> TO BE DONE: Convert every line of the items below into a JSON list of strings, one string per line, skipping any blank lines. Leave the pictures out of the list.

>> Begin DATA SUPPLIED

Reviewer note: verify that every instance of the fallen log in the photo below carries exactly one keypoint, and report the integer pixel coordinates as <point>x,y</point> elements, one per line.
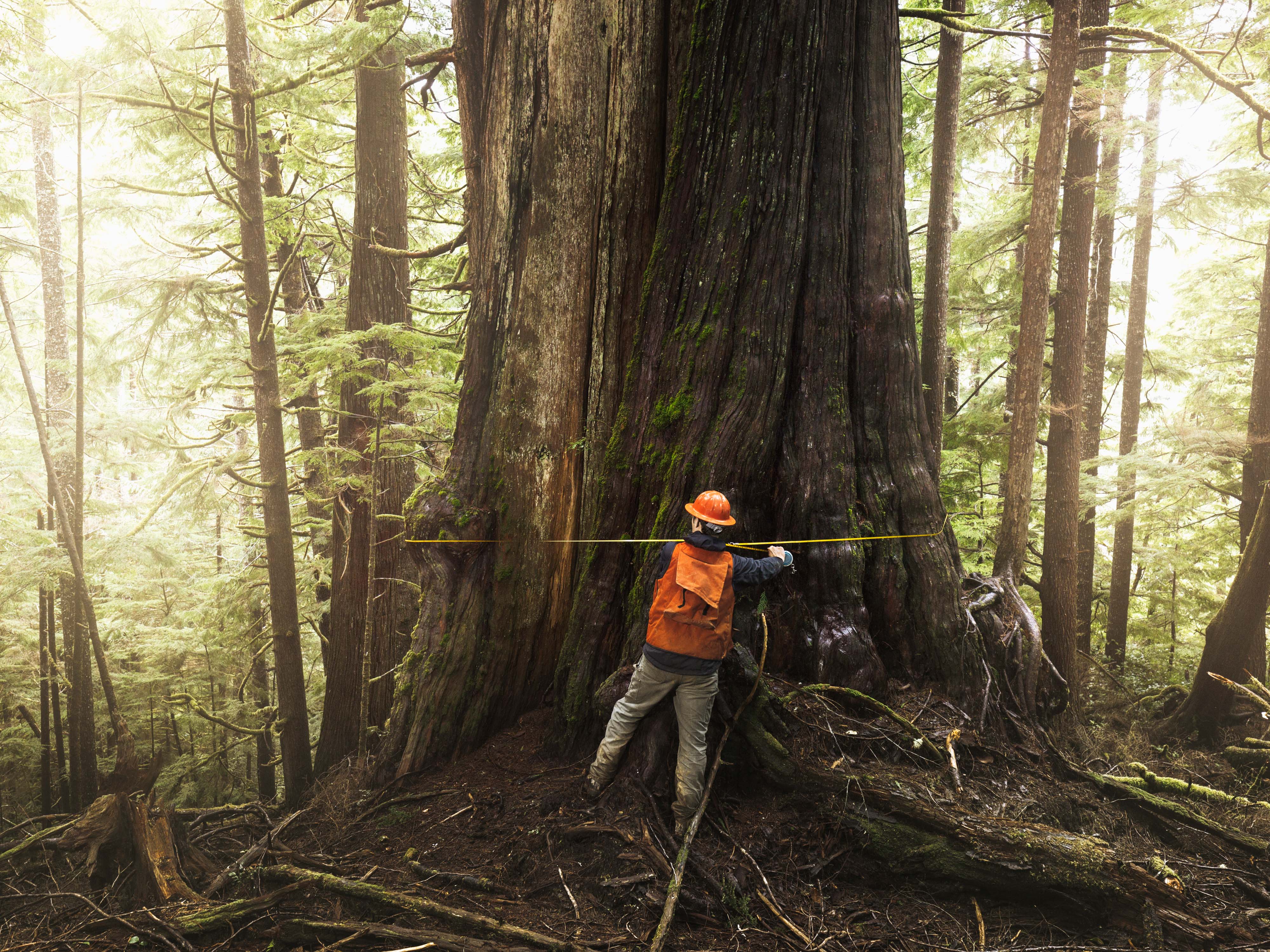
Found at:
<point>305,931</point>
<point>34,840</point>
<point>251,856</point>
<point>912,837</point>
<point>415,904</point>
<point>229,913</point>
<point>139,833</point>
<point>1146,780</point>
<point>1248,757</point>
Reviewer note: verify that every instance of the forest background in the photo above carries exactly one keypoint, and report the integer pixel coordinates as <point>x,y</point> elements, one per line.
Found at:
<point>173,492</point>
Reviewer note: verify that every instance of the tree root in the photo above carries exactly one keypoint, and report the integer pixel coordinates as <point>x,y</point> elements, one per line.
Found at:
<point>1117,789</point>
<point>920,739</point>
<point>1146,780</point>
<point>916,838</point>
<point>415,904</point>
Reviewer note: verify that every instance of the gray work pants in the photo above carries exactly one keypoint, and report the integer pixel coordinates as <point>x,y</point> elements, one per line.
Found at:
<point>694,700</point>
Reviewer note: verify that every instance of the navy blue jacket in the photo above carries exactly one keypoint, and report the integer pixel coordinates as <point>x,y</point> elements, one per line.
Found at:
<point>745,572</point>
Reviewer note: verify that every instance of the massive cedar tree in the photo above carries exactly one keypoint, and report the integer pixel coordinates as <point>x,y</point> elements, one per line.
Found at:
<point>690,268</point>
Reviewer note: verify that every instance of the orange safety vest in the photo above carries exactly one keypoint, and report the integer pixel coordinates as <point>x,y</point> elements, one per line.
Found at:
<point>693,604</point>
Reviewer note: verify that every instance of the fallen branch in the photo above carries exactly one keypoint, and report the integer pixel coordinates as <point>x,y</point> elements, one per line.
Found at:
<point>415,904</point>
<point>229,913</point>
<point>34,840</point>
<point>1165,808</point>
<point>672,890</point>
<point>407,799</point>
<point>304,931</point>
<point>477,883</point>
<point>443,249</point>
<point>251,856</point>
<point>1146,780</point>
<point>920,741</point>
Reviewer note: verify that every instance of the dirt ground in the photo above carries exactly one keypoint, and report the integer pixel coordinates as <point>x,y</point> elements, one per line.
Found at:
<point>787,870</point>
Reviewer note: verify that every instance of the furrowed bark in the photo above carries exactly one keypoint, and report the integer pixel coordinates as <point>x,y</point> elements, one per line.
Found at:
<point>939,232</point>
<point>1034,308</point>
<point>284,611</point>
<point>126,753</point>
<point>379,294</point>
<point>1257,458</point>
<point>1097,333</point>
<point>1235,631</point>
<point>1131,389</point>
<point>1060,581</point>
<point>761,341</point>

>> End DATA SUPPLIED

> REPLY TO THE TASK:
[
  "Reviewer note: verify that every instance of the fallen log in the photo below carries exactly one keypoint, and report the integer pixel coordinates as <point>x,y</point> elements, one per line.",
  "Found at:",
  "<point>305,931</point>",
  "<point>34,840</point>",
  "<point>251,856</point>",
  "<point>912,837</point>",
  "<point>415,904</point>",
  "<point>229,913</point>",
  "<point>139,833</point>",
  "<point>1146,780</point>",
  "<point>1248,757</point>",
  "Reviewer note: verify that every instance of the forest background in the photo above carries exactly one keypoint, and report the integer pixel coordinates as <point>x,y</point> elements, one per line.",
  "Found at:",
  "<point>173,492</point>",
  "Reviewer note: verify that every instance of the tree root in the photo above carries exactly one keypoint, and report the integer pixel coordinates as <point>x,y</point> elements, one per line.",
  "Found at:",
  "<point>1117,789</point>",
  "<point>920,739</point>",
  "<point>1146,780</point>",
  "<point>916,838</point>",
  "<point>415,904</point>",
  "Reviewer note: verify that every instance of the gray work pants in the photo above carries exactly one keypoint, and report the integer pixel coordinates as <point>x,y</point> elements, one per line.",
  "Found at:",
  "<point>694,700</point>",
  "Reviewer note: verify that every instance of the navy blue jacket in the photo above carries exactly one keypoint, and report the integer pixel coordinates as <point>x,y</point> elements, one per line.",
  "Found at:",
  "<point>745,572</point>",
  "Reviewer note: verify that every instance of the massive cedar tree in the photo above carries exactly one keypoint, and report the integer pixel coordinates as <point>x,y</point> elements, one per line.",
  "Found at:",
  "<point>690,268</point>",
  "Reviewer note: verify that every instance of the orange safety vest in the photo above carries exactly one keypoint, and report the integer pixel coordinates as <point>x,y</point> elements, one per line.",
  "Found at:",
  "<point>693,604</point>",
  "Reviewer note: verify that every instance of the fallen branch in the photo above carries exactly one keypoint, and report the integer pixel coordinates as <point>x,y</point> elements, one per line.",
  "Found at:",
  "<point>415,904</point>",
  "<point>229,913</point>",
  "<point>34,840</point>",
  "<point>1165,808</point>",
  "<point>672,890</point>",
  "<point>407,799</point>",
  "<point>304,931</point>",
  "<point>477,883</point>",
  "<point>443,249</point>",
  "<point>251,856</point>",
  "<point>1146,780</point>",
  "<point>920,741</point>",
  "Reviewer note: verify that every instance of the dirt ground in the photo above carries exactly one keypoint, and report the integer pixel coordinates as <point>x,y</point> elements, one per line.",
  "Found at:",
  "<point>787,870</point>",
  "Reviewer note: verify that every instance of the furrowed bark in the photo above carries exactly one keypoint, and report the integer pixel coordinates as <point>x,y</point> elements, one per line.",
  "Found at:",
  "<point>939,232</point>",
  "<point>1034,308</point>",
  "<point>284,611</point>",
  "<point>126,753</point>",
  "<point>379,294</point>",
  "<point>1257,458</point>",
  "<point>1097,333</point>",
  "<point>1235,631</point>",
  "<point>1131,389</point>",
  "<point>1060,581</point>",
  "<point>761,341</point>"
]